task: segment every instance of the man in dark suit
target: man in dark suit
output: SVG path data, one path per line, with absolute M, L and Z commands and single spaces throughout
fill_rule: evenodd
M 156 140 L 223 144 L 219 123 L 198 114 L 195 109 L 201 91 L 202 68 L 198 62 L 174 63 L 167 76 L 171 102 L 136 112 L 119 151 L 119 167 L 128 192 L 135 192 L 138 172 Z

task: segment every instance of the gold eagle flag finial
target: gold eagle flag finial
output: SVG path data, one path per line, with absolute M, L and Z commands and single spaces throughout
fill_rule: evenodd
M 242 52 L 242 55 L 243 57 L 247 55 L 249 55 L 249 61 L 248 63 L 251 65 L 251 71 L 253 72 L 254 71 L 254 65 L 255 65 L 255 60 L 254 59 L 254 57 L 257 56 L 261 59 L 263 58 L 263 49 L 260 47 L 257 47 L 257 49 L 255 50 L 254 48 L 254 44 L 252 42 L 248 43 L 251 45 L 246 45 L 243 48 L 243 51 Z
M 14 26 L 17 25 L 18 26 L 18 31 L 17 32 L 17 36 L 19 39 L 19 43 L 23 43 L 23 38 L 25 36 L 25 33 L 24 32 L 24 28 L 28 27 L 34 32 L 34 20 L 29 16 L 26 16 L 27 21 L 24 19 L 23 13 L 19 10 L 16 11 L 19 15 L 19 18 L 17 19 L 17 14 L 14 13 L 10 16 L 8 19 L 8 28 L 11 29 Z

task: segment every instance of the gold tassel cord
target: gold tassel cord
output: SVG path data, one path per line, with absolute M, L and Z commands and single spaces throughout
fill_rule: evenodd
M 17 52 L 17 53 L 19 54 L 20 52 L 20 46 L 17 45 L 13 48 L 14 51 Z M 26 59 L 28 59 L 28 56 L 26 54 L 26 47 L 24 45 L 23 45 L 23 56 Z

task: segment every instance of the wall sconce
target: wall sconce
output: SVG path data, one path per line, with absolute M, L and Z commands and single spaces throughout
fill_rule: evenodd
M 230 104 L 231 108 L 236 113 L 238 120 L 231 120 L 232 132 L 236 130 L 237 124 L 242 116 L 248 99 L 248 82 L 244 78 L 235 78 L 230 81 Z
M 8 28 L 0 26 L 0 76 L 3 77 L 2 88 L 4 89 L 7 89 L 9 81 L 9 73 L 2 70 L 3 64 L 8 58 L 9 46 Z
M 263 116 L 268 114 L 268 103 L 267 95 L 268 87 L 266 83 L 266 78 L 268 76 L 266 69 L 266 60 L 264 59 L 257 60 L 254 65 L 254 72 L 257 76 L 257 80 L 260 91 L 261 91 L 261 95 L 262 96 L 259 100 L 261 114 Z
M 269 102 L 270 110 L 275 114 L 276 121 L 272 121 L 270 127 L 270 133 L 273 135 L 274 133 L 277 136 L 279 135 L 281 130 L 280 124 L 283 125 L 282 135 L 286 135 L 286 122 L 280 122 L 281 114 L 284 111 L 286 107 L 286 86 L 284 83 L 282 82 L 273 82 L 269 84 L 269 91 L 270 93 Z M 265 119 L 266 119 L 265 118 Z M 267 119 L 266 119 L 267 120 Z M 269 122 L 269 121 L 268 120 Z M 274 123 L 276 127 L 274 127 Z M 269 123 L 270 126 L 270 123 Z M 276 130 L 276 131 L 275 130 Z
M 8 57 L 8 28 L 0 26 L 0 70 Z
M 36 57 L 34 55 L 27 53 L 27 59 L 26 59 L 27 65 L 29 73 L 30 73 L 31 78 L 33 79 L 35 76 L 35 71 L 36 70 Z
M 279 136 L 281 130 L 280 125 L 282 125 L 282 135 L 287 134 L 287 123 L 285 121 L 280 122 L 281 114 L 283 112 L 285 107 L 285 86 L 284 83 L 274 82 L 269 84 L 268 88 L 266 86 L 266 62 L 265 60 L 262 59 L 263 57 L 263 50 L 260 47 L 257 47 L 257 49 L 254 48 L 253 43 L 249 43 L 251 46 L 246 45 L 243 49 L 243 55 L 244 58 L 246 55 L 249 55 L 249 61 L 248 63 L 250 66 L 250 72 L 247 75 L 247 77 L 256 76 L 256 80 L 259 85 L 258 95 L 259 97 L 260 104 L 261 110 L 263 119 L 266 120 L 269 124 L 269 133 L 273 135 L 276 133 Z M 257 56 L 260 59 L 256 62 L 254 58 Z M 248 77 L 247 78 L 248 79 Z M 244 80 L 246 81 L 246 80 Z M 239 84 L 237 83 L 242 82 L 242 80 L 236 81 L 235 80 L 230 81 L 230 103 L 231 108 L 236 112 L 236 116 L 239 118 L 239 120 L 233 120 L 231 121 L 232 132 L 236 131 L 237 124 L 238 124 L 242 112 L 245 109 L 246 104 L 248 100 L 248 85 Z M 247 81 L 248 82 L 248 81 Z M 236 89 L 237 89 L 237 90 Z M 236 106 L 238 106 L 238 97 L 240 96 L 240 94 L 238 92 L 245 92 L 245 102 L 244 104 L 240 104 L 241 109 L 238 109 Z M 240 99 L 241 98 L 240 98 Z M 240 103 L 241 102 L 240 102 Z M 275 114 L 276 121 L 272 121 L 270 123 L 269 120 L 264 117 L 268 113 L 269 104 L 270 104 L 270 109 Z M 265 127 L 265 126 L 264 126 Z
__________
**WRITTEN REQUEST**
Please rewrite the records above, replacing every "single spaces" with "one space between tokens" and leaving everything else unchanged.

**PROBLEM SOLUTION**
task: segment every instance of the man in dark suit
target: man in dark suit
output: SVG path data, one path per line, with absolute M, L and Z commands and one space between tokens throughout
fill_rule: evenodd
M 156 140 L 223 144 L 219 123 L 198 114 L 195 109 L 201 91 L 202 68 L 198 62 L 174 63 L 167 76 L 171 102 L 136 112 L 119 151 L 119 167 L 128 192 L 135 192 L 138 172 Z

task: segment every instance of the gold eagle flag finial
target: gold eagle flag finial
output: SVG path data, one path per line, with absolute M, L and Z commands and one space between tokens throughout
fill_rule: evenodd
M 242 52 L 242 55 L 243 57 L 247 55 L 249 55 L 249 61 L 248 63 L 251 65 L 251 71 L 253 72 L 254 71 L 254 65 L 255 65 L 255 60 L 254 59 L 254 57 L 257 56 L 261 59 L 263 58 L 263 49 L 260 47 L 257 47 L 257 49 L 255 50 L 254 48 L 254 44 L 252 42 L 248 43 L 251 45 L 246 45 L 243 48 L 243 51 Z
M 14 26 L 17 25 L 18 26 L 18 31 L 17 32 L 17 36 L 19 39 L 19 43 L 23 43 L 23 38 L 25 36 L 25 33 L 24 32 L 24 28 L 28 27 L 34 32 L 34 20 L 29 16 L 26 16 L 27 21 L 24 19 L 23 13 L 19 10 L 16 11 L 19 15 L 19 18 L 17 19 L 17 14 L 14 13 L 10 16 L 8 19 L 8 28 L 11 29 Z

task: segment every instance of the gold tassel cord
target: gold tassel cord
output: SVG path data, one path per line, with absolute M, L and Z commands and one space between tokens throughout
fill_rule: evenodd
M 17 52 L 17 53 L 19 54 L 20 52 L 20 46 L 17 45 L 13 48 L 14 51 Z M 26 59 L 28 59 L 28 56 L 26 54 L 26 47 L 24 45 L 23 45 L 23 56 Z

task: segment every instance of the wall sconce
target: wall sconce
output: SVG path data, one path per line, with absolute M, L and Z commands and one space between tokens throughout
fill_rule: evenodd
M 230 104 L 231 108 L 236 113 L 238 120 L 231 120 L 232 132 L 236 130 L 237 124 L 242 116 L 248 99 L 248 82 L 244 78 L 235 78 L 230 81 Z
M 8 28 L 0 26 L 0 76 L 3 77 L 2 88 L 4 89 L 7 89 L 9 81 L 9 73 L 2 70 L 3 64 L 8 58 L 9 46 Z
M 263 116 L 268 114 L 268 103 L 267 95 L 268 87 L 266 83 L 266 78 L 268 76 L 266 69 L 266 60 L 264 59 L 257 60 L 254 65 L 254 72 L 257 76 L 257 80 L 260 91 L 261 91 L 261 95 L 262 96 L 259 100 L 261 114 Z
M 269 102 L 270 110 L 275 114 L 276 121 L 272 121 L 270 127 L 270 133 L 273 135 L 274 133 L 277 136 L 279 135 L 281 130 L 280 124 L 283 125 L 282 135 L 286 135 L 286 122 L 280 122 L 281 114 L 284 111 L 286 107 L 286 86 L 284 83 L 282 82 L 273 82 L 269 84 L 269 91 L 270 93 Z M 265 119 L 266 119 L 265 118 Z M 267 119 L 266 119 L 267 120 Z M 269 122 L 269 121 L 268 120 Z M 274 123 L 276 127 L 274 127 Z M 269 123 L 270 126 L 270 123 Z M 276 130 L 276 131 L 275 130 Z
M 8 57 L 8 28 L 0 26 L 0 70 Z
M 36 57 L 34 55 L 27 53 L 27 59 L 26 59 L 27 65 L 29 73 L 30 73 L 31 78 L 33 79 L 35 76 L 35 71 L 36 70 Z
M 279 136 L 281 130 L 280 125 L 282 125 L 282 135 L 287 134 L 287 123 L 285 121 L 280 122 L 281 114 L 283 112 L 285 107 L 285 86 L 284 83 L 274 82 L 269 84 L 268 88 L 266 86 L 266 62 L 265 60 L 262 59 L 263 57 L 263 50 L 260 47 L 257 47 L 257 49 L 254 48 L 253 43 L 249 43 L 251 46 L 246 45 L 243 49 L 243 55 L 244 58 L 246 55 L 249 55 L 249 61 L 248 63 L 250 66 L 250 72 L 247 75 L 247 77 L 256 76 L 256 80 L 259 85 L 258 95 L 259 97 L 260 104 L 261 110 L 263 119 L 266 120 L 269 124 L 269 133 L 273 135 L 276 133 Z M 257 56 L 260 59 L 256 62 L 254 58 Z M 248 77 L 247 78 L 248 79 Z M 244 80 L 246 81 L 246 80 Z M 239 84 L 237 83 L 242 82 L 242 80 L 236 81 L 235 80 L 230 81 L 230 103 L 231 108 L 236 112 L 236 116 L 239 118 L 239 120 L 233 120 L 231 121 L 232 132 L 236 131 L 237 124 L 238 124 L 242 112 L 245 109 L 246 104 L 248 100 L 248 85 Z M 247 81 L 248 82 L 248 81 Z M 236 89 L 237 89 L 237 90 Z M 236 106 L 238 106 L 238 97 L 240 96 L 240 94 L 238 92 L 245 92 L 245 102 L 244 104 L 240 104 L 241 109 L 238 109 Z M 240 99 L 241 98 L 240 98 Z M 240 103 L 241 102 L 240 102 Z M 275 114 L 276 121 L 272 121 L 270 123 L 269 120 L 264 117 L 268 113 L 269 104 L 270 104 L 270 109 Z M 265 127 L 265 126 L 264 126 Z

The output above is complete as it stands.